OBJECTIVE » Please output the entries below as a JSON list of strings, one string per line, with blank lines omitted. Leave the picture out.

SUPPLIED DATA »

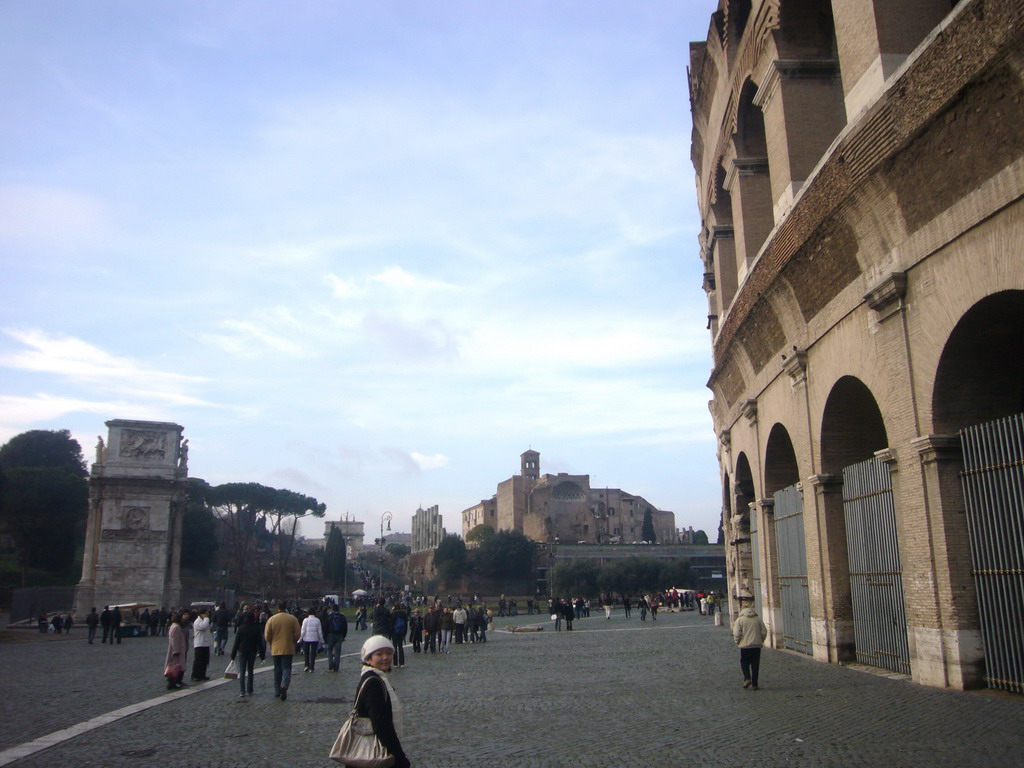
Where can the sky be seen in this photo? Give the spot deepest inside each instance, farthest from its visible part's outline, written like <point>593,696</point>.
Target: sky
<point>367,251</point>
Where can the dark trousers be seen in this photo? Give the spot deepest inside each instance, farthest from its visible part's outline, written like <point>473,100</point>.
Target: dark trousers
<point>398,641</point>
<point>201,662</point>
<point>750,663</point>
<point>246,667</point>
<point>310,653</point>
<point>334,641</point>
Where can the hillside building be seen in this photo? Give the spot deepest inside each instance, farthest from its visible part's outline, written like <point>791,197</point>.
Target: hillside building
<point>564,508</point>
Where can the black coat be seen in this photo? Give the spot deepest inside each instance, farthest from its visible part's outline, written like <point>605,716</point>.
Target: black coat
<point>375,704</point>
<point>249,641</point>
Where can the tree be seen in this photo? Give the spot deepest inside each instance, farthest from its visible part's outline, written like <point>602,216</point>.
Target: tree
<point>479,532</point>
<point>334,557</point>
<point>507,554</point>
<point>398,550</point>
<point>44,497</point>
<point>44,510</point>
<point>647,530</point>
<point>44,448</point>
<point>250,512</point>
<point>450,557</point>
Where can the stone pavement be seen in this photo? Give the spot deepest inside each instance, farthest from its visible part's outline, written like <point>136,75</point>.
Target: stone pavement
<point>610,693</point>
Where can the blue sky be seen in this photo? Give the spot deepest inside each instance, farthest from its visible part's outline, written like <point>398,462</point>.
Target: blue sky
<point>369,251</point>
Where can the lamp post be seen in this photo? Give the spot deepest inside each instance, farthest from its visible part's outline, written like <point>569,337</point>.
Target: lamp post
<point>385,518</point>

RESPONSE TO THE TASK »
[
  "Where can the sky be seen in this photo? Give the spot deepest inside each instance, farthest from its visible part's outline, written like <point>593,696</point>.",
  "Target: sky",
  "<point>367,251</point>",
  "Where can the dark trousers be seen in this photo? Give the spot deepest inside each instance, farthest from its visible part's outline, written like <point>473,100</point>.",
  "Target: dark trousers",
  "<point>398,641</point>",
  "<point>201,662</point>",
  "<point>750,663</point>",
  "<point>246,667</point>",
  "<point>310,653</point>",
  "<point>334,641</point>",
  "Where can the hillside building be seen in this photo? Give the spot deepest inside each instance, farthest from its visible part's outline, written like <point>791,197</point>.",
  "Target: hillside building",
  "<point>564,508</point>",
  "Where can the black coat be seen in this photo? Give the spot deepest inside each instance, farthest from its visible part's outline, written like <point>605,716</point>.",
  "Target: black coat",
  "<point>375,704</point>",
  "<point>249,641</point>",
  "Where can the tree be seen in this photo? Give the spot deepest inside each instance, farthest from its visible part's outline, written like <point>602,216</point>.",
  "Target: tree",
  "<point>479,532</point>",
  "<point>334,557</point>",
  "<point>507,554</point>",
  "<point>398,550</point>",
  "<point>44,497</point>",
  "<point>44,510</point>",
  "<point>647,530</point>",
  "<point>44,448</point>",
  "<point>250,512</point>",
  "<point>450,557</point>",
  "Where can the stone pavement be seen in this photo? Give the spot deepest inside each instance, farthest from its visible part's outline, written like <point>136,75</point>.",
  "Target: stone pavement",
  "<point>610,693</point>",
  "Where can the blue sky be seen in this photo? Give the spot deepest inside each instance, farthest from its visible part's outline, written like <point>398,462</point>.",
  "Target: blue sky",
  "<point>369,251</point>",
  "Where can the lamp post be seen in this photo? Give the spot deepest inside each instance, farthest from its visible part's outline, written like <point>569,337</point>.",
  "Target: lamp post",
  "<point>385,518</point>"
]